ZESTAW ZADAŃ.
A - Jaka część kobiet jest niezadowolona ze swojego wyglądu według cytatu w tekście o wizerunku kobiet?
B - Pociągnij dalej tekst o wizerunku kobiet, zaczynając po jego ostatnim zdaniu.

TEKST ŹRÓDŁOWY.
◆ ◆ ◆ ◆ ◆

Pytam więc Monikę, co ma
do zrobienia zwykła kobieta? – Albo stać
się gwiazdą, zatrudnić trenerów i całe życie poświeci stylowi życia, który raz
na jakiś czas przyniesie jej prezent w postaci megasesji, albo… zająć się swoim
życiem: w kuchni stosować sprawdzone praktyki, a w wolnym czasie uprawiać
ulubioną formę aktywności. Dobrze jest się dobrze wysypiać i regularnie spotykać
się z przyjaciółmi – odpowiada Monika.
Beata Tiskevic w artykule
„My kobiety piękne bez Photoshopa” napisała: „Media pełne są zdjęć, które
pokazują nam, jak powinna wyglądać kobieta idealna. Seksualizacja i
ujednolicenie kobiecego wizerunku ma negatywny wpływ na społeczeństwo.
Uprzedmiotowienie ciała zachęca nas do skupienia się na fizyczności zamiast na
osobowości i uczuciach. Ponad połowa kobiet jest niezadowolona ze swojego
wyglądu, co prowadzi do wielu problemów natury psychologicznej”.

◆ ◆ ◆ ◆ ◆

ZESTAW DANYCH.

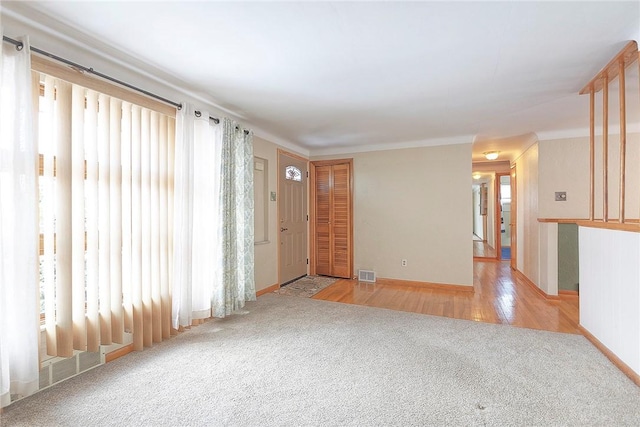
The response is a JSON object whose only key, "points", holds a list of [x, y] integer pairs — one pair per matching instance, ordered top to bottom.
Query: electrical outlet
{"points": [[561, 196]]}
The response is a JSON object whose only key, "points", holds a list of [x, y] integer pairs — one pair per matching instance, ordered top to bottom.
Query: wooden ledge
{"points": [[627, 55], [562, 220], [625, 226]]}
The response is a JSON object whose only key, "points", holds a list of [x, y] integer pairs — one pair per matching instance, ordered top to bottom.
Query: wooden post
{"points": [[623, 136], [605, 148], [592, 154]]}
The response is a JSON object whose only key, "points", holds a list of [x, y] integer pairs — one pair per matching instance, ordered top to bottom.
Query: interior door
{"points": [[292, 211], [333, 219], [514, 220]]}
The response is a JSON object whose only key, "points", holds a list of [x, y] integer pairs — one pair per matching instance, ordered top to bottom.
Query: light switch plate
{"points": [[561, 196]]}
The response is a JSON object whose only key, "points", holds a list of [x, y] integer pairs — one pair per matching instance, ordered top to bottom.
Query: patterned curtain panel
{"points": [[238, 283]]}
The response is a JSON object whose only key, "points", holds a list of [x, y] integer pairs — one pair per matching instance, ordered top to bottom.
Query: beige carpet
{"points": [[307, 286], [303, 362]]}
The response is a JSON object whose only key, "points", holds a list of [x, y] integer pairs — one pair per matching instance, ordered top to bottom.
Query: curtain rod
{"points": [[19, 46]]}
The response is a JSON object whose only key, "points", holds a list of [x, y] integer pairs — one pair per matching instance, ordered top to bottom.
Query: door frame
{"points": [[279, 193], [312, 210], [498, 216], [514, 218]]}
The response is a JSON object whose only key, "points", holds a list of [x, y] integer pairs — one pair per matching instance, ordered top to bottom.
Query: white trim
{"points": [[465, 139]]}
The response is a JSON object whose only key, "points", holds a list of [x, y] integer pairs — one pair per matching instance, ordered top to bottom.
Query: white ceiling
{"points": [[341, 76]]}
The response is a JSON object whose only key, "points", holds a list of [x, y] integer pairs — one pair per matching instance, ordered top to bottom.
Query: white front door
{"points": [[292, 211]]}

◆ ◆ ◆ ◆ ◆

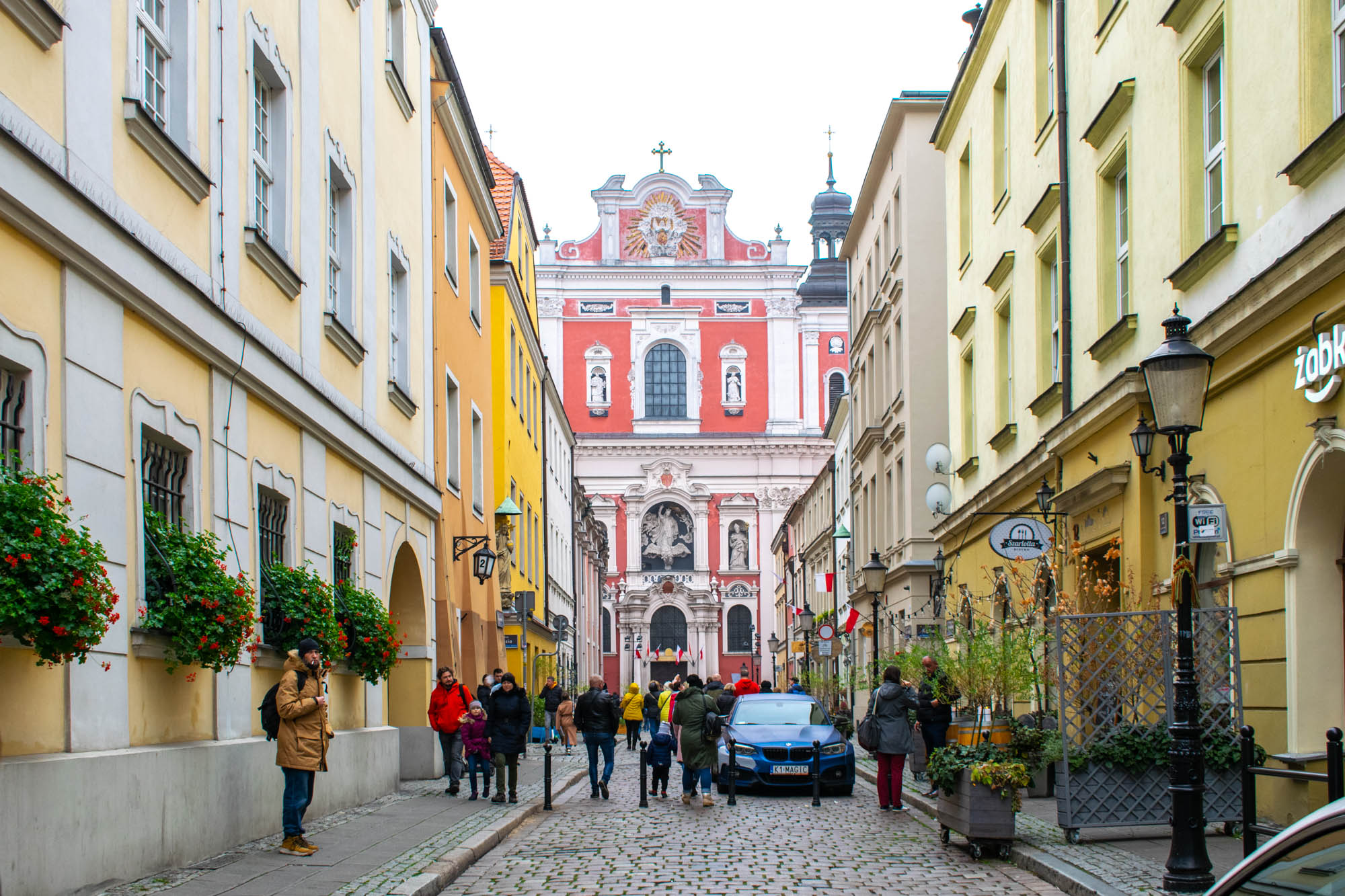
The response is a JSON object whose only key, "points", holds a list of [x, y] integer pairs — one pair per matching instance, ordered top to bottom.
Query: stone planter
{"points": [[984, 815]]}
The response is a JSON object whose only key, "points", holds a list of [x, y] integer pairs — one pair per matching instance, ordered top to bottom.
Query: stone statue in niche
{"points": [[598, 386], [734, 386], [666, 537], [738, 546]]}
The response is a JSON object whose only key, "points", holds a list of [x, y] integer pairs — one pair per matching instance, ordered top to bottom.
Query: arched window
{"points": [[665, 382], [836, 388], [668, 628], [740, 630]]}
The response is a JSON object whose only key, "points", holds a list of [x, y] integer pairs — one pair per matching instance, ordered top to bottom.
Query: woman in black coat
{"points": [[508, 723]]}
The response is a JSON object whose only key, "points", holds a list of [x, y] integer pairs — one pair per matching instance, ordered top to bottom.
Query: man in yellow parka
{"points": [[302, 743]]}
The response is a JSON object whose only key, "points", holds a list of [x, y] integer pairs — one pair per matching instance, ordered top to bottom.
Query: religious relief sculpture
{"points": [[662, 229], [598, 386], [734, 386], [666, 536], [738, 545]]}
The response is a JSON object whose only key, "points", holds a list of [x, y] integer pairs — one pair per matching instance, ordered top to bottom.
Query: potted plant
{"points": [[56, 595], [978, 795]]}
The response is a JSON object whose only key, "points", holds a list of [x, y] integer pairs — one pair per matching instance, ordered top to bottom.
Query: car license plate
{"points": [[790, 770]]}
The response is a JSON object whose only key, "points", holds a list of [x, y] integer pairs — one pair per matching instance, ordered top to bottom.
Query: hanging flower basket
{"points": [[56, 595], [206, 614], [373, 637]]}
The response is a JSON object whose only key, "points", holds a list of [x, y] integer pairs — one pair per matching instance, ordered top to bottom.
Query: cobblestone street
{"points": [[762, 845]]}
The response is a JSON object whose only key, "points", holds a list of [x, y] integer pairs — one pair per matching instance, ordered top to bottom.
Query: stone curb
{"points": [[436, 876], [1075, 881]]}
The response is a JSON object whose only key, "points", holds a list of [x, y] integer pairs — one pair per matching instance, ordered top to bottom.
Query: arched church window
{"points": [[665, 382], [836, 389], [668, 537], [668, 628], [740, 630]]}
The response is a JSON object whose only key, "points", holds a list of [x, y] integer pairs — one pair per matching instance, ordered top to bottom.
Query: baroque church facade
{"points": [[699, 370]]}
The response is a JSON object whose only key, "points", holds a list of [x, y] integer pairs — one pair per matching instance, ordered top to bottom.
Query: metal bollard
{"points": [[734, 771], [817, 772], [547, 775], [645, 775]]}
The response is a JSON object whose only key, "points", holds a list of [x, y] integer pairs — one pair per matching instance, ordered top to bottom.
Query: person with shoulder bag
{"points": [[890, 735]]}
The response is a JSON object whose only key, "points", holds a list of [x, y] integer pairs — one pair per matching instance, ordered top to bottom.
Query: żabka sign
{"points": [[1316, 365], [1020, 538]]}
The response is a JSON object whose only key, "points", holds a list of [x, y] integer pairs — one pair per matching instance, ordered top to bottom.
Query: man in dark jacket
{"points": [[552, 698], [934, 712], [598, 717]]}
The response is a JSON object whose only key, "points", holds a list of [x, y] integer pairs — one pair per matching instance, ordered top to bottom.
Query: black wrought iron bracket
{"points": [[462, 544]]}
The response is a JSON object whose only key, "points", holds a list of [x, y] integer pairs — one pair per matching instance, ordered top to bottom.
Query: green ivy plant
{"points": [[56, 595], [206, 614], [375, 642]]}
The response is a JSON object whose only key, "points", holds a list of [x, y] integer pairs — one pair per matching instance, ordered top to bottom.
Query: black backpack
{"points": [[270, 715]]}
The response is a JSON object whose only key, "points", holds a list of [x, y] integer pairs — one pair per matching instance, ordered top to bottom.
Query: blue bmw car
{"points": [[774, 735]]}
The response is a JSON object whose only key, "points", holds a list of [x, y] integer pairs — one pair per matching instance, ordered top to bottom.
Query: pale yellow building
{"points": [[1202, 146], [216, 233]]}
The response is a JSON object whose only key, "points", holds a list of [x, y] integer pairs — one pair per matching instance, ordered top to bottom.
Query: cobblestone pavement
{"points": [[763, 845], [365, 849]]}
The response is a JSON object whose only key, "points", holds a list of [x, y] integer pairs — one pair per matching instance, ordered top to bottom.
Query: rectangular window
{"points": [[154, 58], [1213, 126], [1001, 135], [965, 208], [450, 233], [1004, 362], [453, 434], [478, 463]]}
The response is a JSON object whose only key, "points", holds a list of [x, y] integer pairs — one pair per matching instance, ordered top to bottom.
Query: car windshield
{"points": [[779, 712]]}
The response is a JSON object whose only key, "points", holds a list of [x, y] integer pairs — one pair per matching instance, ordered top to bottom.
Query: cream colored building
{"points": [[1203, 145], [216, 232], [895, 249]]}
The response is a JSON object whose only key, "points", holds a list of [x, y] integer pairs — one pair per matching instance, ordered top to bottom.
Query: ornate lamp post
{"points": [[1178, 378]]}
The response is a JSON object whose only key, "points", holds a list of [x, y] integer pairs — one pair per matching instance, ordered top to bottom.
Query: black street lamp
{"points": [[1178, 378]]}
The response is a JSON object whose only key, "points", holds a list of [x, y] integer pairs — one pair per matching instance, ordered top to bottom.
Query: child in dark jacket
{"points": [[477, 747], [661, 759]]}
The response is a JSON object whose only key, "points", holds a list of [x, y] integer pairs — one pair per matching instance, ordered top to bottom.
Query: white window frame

◆ ◆ ◆ ◆ ◆

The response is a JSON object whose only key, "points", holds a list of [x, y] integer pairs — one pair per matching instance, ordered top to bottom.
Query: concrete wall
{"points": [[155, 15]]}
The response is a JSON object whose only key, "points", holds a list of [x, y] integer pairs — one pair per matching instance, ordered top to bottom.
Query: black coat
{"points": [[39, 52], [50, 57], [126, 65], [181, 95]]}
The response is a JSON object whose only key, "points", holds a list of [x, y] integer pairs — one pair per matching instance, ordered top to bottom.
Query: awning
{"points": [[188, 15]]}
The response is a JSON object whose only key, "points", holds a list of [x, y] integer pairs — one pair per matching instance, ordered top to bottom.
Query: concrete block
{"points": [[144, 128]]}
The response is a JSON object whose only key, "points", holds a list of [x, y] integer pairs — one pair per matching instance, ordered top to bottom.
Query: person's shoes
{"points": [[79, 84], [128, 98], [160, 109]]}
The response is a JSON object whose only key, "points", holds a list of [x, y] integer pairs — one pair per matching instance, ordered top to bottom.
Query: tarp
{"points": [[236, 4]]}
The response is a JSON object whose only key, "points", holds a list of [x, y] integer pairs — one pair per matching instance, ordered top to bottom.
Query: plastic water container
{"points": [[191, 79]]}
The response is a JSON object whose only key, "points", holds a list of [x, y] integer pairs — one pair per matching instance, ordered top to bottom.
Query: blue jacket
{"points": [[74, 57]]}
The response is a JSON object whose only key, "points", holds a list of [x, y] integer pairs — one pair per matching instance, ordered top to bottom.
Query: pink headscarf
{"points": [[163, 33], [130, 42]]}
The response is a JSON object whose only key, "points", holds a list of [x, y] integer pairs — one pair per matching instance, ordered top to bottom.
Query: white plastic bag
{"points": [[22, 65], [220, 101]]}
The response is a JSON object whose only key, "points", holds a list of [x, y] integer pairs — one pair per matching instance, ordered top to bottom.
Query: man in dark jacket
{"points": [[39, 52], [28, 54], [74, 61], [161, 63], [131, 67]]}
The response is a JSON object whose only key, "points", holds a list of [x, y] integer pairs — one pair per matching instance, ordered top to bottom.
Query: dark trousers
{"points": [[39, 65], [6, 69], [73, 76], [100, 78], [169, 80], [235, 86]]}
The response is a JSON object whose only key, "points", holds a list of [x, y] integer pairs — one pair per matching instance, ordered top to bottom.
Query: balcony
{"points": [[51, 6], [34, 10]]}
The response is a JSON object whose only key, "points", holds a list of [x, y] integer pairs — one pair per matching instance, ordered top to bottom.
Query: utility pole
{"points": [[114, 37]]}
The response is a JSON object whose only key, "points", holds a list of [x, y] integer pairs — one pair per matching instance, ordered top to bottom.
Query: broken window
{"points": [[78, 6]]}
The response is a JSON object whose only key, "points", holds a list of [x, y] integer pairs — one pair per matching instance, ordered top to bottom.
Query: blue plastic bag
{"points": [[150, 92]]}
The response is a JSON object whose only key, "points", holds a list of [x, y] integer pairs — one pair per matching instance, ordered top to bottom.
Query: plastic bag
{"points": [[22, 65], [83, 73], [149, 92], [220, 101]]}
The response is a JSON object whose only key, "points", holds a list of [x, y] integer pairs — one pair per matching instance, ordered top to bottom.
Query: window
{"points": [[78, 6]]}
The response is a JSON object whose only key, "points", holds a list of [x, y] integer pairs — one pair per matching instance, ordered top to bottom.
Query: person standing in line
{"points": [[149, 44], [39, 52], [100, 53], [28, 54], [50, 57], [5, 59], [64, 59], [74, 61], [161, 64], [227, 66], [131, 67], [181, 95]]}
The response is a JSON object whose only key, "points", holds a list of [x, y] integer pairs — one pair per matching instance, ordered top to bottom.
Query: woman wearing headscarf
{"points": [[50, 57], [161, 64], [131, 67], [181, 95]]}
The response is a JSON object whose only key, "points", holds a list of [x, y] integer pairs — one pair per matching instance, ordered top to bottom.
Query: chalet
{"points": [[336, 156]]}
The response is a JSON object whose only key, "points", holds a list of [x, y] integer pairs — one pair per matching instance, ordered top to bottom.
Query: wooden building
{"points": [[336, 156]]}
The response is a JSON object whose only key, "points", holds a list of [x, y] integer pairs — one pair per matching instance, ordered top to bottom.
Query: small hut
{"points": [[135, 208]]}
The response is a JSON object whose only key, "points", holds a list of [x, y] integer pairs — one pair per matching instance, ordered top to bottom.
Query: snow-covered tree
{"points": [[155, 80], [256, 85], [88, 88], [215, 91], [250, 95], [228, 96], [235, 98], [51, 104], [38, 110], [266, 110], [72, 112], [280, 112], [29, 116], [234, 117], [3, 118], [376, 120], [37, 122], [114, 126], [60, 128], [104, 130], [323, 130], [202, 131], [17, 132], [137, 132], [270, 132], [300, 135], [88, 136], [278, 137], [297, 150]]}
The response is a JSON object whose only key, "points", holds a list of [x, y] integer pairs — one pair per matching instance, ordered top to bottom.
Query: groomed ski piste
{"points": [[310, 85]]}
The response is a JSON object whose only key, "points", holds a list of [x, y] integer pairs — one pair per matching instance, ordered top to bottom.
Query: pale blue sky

◆ ◆ ◆ ◆ ◆

ODPOWIEDZI DO ĆWICZEŃ.
A - Ponad połowa kobiet.

B -
Ela Stankowiak, redaktor
naczelna portalu OBCASY PODLASIA, powiedziała mi nie tak dawno, że media
społecznościowe, Internet, prasa dają nam niesamowite możliwości rozwoju
osobistego, zawodowego, społecznego. Dają nam niestety jeszcze jedną możliwość,
o której często zapominamy – pokazania światu takich nas, jakimi chcemy, aby
nas spostrzegał.
– Zapominamy o tym, zachwycając się wirtualnym
życiem naszych znajomych bądź pięknymi, kolorowymi zdjęciami celebrytów.
Podobnie jest z trendami ideału kobiecości panującymi w obecnych czasach, które
są dalekie od rzeczywistości, a za którymi zgubnie staramy się nadążyć. „Kupujemy”
wszystko, co zobaczymy w sieci czy kolorowej prasie, wierząc w to, że aktorki
czy modelki już od rana wyglądają niczym boginie – zawsze piękne, zawsze młode.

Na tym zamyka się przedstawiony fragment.